> [YOUR ASSIGNMENT]: Count up the lines below where the word "frame" shows up, and respond with the number alone.

Start of Block

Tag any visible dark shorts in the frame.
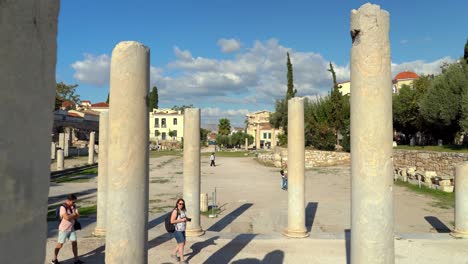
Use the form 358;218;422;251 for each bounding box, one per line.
174;231;186;243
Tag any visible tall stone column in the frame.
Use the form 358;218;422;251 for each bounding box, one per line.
51;142;56;160
94;112;109;237
452;162;468;238
283;97;308;238
88;131;96;164
64;128;70;157
106;41;150;264
350;4;394;263
0;2;59;262
271;128;277;148
57;149;64;170
183;108;204;236
58;132;65;150
256;123;261;149
245;138;249;150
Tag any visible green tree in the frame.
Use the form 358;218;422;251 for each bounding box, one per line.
328;62;345;144
148;86;159;110
218;118;231;136
286;52;297;100
200;128;210;146
420;61;468;141
171;104;193;113
168;130;176;140
55;82;80;110
106;92;109;104
464;39;468;63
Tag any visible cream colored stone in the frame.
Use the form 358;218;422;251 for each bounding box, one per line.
57;149;64;170
105;41;150;264
350;3;394;263
452;162;468;238
441;185;454;193
94;112;109;237
88;131;95;164
200;193;208;212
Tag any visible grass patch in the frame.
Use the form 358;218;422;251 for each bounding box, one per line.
79;204;97;216
395;180;454;209
156;157;179;169
149;199;163;204
150;178;170;184
150;150;183;158
395;145;468;153
175;171;183;174
47;204;96;221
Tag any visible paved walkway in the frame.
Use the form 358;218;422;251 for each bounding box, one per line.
45;155;466;263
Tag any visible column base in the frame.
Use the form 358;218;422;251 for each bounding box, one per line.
450;229;468;238
92;228;106;237
185;227;205;237
282;228;309;238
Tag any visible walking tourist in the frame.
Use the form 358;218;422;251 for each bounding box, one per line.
170;198;191;264
280;169;288;190
210;152;216;167
51;194;84;264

End of Block

> [WRITTEN RESPONSE]: 8